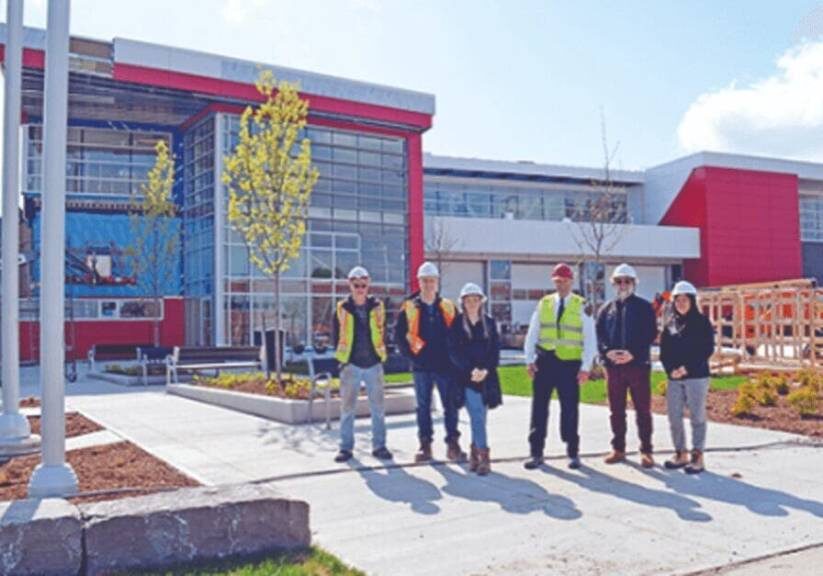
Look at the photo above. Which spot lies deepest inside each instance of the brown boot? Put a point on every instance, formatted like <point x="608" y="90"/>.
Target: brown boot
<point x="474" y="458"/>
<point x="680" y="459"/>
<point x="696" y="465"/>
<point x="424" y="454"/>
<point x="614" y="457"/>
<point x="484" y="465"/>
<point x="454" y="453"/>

= = = = = = =

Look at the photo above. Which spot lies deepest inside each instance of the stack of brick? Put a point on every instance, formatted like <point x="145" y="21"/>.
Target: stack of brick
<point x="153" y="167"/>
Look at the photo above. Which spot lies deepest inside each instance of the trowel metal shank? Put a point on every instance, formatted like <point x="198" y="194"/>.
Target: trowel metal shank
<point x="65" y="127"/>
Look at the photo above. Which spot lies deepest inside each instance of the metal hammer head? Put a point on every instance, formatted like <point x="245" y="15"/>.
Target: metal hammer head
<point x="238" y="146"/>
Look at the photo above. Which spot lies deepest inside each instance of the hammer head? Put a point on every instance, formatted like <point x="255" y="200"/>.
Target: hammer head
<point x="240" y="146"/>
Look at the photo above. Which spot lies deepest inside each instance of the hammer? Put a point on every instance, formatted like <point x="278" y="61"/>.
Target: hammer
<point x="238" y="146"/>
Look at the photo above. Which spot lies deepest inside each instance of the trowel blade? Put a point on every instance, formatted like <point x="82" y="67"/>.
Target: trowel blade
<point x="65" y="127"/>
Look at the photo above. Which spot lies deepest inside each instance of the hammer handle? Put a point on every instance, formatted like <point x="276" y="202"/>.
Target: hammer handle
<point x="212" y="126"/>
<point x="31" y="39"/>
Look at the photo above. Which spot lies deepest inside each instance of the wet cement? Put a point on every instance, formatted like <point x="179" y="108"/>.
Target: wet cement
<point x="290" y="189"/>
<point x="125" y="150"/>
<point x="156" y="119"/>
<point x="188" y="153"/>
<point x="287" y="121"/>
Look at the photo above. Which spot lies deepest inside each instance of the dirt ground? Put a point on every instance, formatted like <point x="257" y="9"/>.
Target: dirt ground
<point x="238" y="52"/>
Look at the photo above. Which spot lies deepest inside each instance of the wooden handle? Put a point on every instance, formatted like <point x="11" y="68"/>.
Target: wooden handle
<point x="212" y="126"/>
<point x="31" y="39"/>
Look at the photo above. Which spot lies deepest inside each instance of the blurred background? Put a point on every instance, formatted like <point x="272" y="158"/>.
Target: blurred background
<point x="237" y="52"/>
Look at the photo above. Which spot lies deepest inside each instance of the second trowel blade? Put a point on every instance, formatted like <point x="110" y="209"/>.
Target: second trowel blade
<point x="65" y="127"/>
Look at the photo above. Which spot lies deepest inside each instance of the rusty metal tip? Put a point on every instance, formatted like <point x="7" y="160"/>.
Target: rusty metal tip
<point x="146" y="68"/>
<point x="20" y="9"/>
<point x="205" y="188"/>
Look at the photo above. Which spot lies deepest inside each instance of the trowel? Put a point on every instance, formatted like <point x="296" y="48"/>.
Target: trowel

= = = = = = =

What you are asked to do: In the material above, transcribe exactly the lines beginning at the one with "the hammer head?" and ending at the one with "the wet cement?", both included.

Solved exercise:
Look at the photo above. Which spot lies deepest inside each instance of the hammer head? Put a point on every instance, formatted like <point x="255" y="200"/>.
Target: hammer head
<point x="240" y="146"/>
Look at the photo above. Which spot lies deepest inside each instance of the hammer? Put a point on every instance, formatted like <point x="278" y="61"/>.
Target: hammer
<point x="238" y="146"/>
Look at the photo above. Which spot lies deepest inside each instance of the trowel blade? Put a point on every instance, formatted like <point x="82" y="67"/>.
Target: trowel blade
<point x="65" y="127"/>
Look at the photo above. Which spot lies deepest inside each instance of the hammer handle? Put a point on every instance, formatted like <point x="276" y="202"/>.
Target: hammer handle
<point x="212" y="126"/>
<point x="31" y="39"/>
Look at the photo above. Which spot lies deepest inside each instance of the wet cement? Put a point on every instance, formatted like <point x="179" y="108"/>.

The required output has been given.